__Problems to work on__
**1.** In the grouper recipe, which fish may be used in place of the grouper filets?
**2.** Rewrite the grouper recipe passage starting at "MONTGOMERY, AL (WSFA)" and ending at "may be substituted)", swapping "seafood" for "fish".

__Document extract__
-------

Mark Leslie's Pan Seared Grouper Mediterranean

MONTGOMERY, AL (WSFA) - The Mediterranean diet's claim to health fame is a focus on seafood, lean meats, vegetables, fruits and extra virgin olive oil. With easy access to fresh Alabama Gulf seafood, it is easy to bring the healthful ideas behind the Mediterranean diet straight to your dinner table.

Pan Seared Grouper Mediterranean

4 6- to 8-ounce grouper filets (scamp, amberjack or red snapper may be substituted)

Kosher or Sea salt

Freshly ground black pepper

2 tablespoons extra virgin olive oil

Zest and juice of 2 lemons (approximately 1/4 cup juice)

2 tablespoons capers, rinsed

1/2 cup white wine

Garnish with freshly chopped Italian flat-leaf parsley

Lemon wedges

Lightly season each side of the filets with salt and pepper.

-------

__Photo object pointing records__
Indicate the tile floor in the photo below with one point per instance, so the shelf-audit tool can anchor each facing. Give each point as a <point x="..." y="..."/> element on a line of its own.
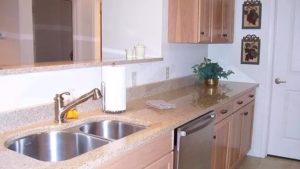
<point x="269" y="163"/>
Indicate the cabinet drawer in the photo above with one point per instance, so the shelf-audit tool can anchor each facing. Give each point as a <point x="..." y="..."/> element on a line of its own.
<point x="223" y="111"/>
<point x="243" y="100"/>
<point x="144" y="155"/>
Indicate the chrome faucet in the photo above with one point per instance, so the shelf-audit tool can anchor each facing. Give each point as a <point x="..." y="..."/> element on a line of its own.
<point x="61" y="110"/>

-------

__Responses per task__
**1.** Scamp, amberjack or red snapper.

**2.**
MONTGOMERY, AL (WSFA) - The Mediterranean diet's claim to health fame is a focus on fish, lean meats, vegetables, fruits and extra virgin olive oil. With easy access to fresh Alabama Gulf fish, it is easy to bring the healthful ideas behind the Mediterranean diet straight to your dinner table.

Pan Seared Grouper Mediterranean

4 6- to 8-ounce grouper filets (scamp, amberjack or red snapper may be substituted)